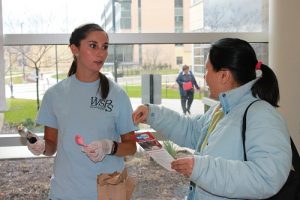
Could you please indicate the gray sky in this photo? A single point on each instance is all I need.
(49, 16)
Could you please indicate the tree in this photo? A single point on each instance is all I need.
(35, 58)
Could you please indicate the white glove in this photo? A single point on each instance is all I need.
(97, 150)
(38, 147)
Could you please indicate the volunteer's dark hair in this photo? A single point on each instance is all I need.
(77, 35)
(239, 57)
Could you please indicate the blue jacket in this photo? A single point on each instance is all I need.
(181, 78)
(220, 171)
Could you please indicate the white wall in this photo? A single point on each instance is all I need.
(284, 52)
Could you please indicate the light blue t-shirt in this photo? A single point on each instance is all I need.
(75, 107)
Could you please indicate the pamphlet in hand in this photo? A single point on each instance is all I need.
(150, 144)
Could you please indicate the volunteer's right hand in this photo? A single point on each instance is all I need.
(38, 147)
(140, 114)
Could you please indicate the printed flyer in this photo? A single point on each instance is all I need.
(150, 144)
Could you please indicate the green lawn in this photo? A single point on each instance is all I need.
(24, 111)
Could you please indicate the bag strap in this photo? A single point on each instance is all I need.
(295, 154)
(244, 129)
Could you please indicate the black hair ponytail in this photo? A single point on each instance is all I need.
(266, 87)
(104, 85)
(73, 68)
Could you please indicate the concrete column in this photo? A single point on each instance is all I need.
(2, 83)
(284, 52)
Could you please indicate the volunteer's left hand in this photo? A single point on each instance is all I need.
(184, 165)
(97, 150)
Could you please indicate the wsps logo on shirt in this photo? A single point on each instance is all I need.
(103, 104)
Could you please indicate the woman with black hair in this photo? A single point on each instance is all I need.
(218, 170)
(85, 105)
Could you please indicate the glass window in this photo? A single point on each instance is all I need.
(179, 60)
(62, 16)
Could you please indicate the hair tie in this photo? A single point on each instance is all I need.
(258, 65)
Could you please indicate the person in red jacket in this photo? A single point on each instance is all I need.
(186, 82)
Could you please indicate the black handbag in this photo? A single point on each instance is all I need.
(291, 189)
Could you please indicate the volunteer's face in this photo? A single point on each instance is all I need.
(93, 51)
(212, 79)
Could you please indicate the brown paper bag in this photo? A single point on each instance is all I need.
(115, 186)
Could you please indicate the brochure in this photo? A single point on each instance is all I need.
(150, 144)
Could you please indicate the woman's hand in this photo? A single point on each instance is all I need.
(184, 165)
(140, 114)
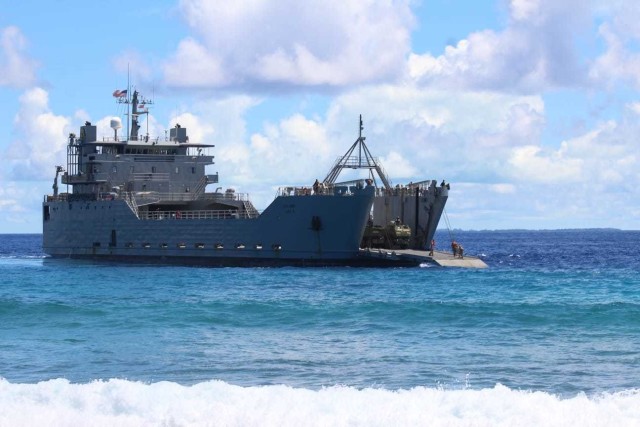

Your goal :: Render every line of the material above as a Markdown table with the columns Row and Entry, numbering the rows in order. Skip blank lines and omit the pictures.

Response below ::
| Row | Entry |
|---|---|
| 1 | Could you please indicate the gray sky in this photo? A single point on each instance is all I need. |
| 2 | (49, 16) |
| 3 | Could you please indicate the tree in this photo? A single point on each instance is all I need. |
| 4 | (35, 58) |
| 5 | Could you please indicate the white glove in this photo? A single point on each instance is all I need. |
| 6 | (97, 150) |
| 7 | (38, 147) |
| 8 | Could you please indicate the volunteer's dark hair in this photo? A single point on each instance is all I need. |
| 9 | (77, 35) |
| 10 | (239, 57) |
| 11 | Could you please indicate the blue jacket in this photo? A single point on each instance is all I need. |
| 12 | (181, 78) |
| 13 | (220, 171) |
| 14 | Could you please indicate the white wall in this photo? A single point on each instance is all I need. |
| 15 | (284, 52) |
| 16 | Could you please indicate the light blue t-shirt in this photo? A single point on each instance is all I need. |
| 17 | (75, 107) |
| 18 | Could you please indicate the pamphlet in hand in this photo? A single point on each instance is all I need. |
| 19 | (150, 144) |
| 20 | Could you please indicate the volunteer's right hand in this photo? A single point on each instance is all I need. |
| 21 | (38, 147) |
| 22 | (140, 114) |
| 23 | Could you please indicate the printed flyer in this photo? A single point on each instance is all I need. |
| 24 | (150, 144) |
| 25 | Could you please indicate the green lawn in this photo? A single point on each instance is all I need. |
| 26 | (24, 111) |
| 27 | Could you please indicate the bag strap in this photo? A single point on each instance is all I need. |
| 28 | (295, 154) |
| 29 | (244, 129) |
| 30 | Could you please indicate the black hair ponytail in this photo? A single point on each instance is all I need. |
| 31 | (266, 87) |
| 32 | (104, 85) |
| 33 | (73, 68) |
| 34 | Could you please indicate the concrete column in this photo? A single point on each instance is all I need. |
| 35 | (2, 83) |
| 36 | (284, 52) |
| 37 | Could you please indicate the volunteer's left hand in this photo? A single point on each instance is all I need. |
| 38 | (184, 165) |
| 39 | (97, 150) |
| 40 | Could you please indicate the wsps logo on shirt in this photo? A single point on each instance is all I need. |
| 41 | (103, 104) |
| 42 | Could you please indicate the woman with black hair in this photo? A single point on each instance is all I need. |
| 43 | (218, 170) |
| 44 | (85, 105) |
| 45 | Could you please indicate the glass window in this photo? A single point on each instance is all I need. |
| 46 | (179, 60) |
| 47 | (62, 16) |
| 48 | Could you please indicate the hair tie in this photo? A single point on each instance is all I need. |
| 49 | (258, 65) |
| 50 | Could you please indicate the person in red jacket in this photo? A single point on each instance is all I need. |
| 51 | (186, 82) |
| 52 | Could you please indicate the black handbag in this photo? A single point on each instance is all I need. |
| 53 | (291, 189) |
| 54 | Could you please indicate the volunteer's face in this photo? A single point on each instance is all I need. |
| 55 | (93, 51) |
| 56 | (212, 79) |
| 57 | Could you please indicate the brown paper bag in this photo? A single point on each instance is all I need. |
| 58 | (115, 186) |
| 59 | Could you please indicate the brochure in this photo? A single point on each instance is all I need. |
| 60 | (150, 144) |
| 61 | Could you please indicate the woman's hand in this photo? A single point on each instance is all I need. |
| 62 | (184, 165) |
| 63 | (140, 114) |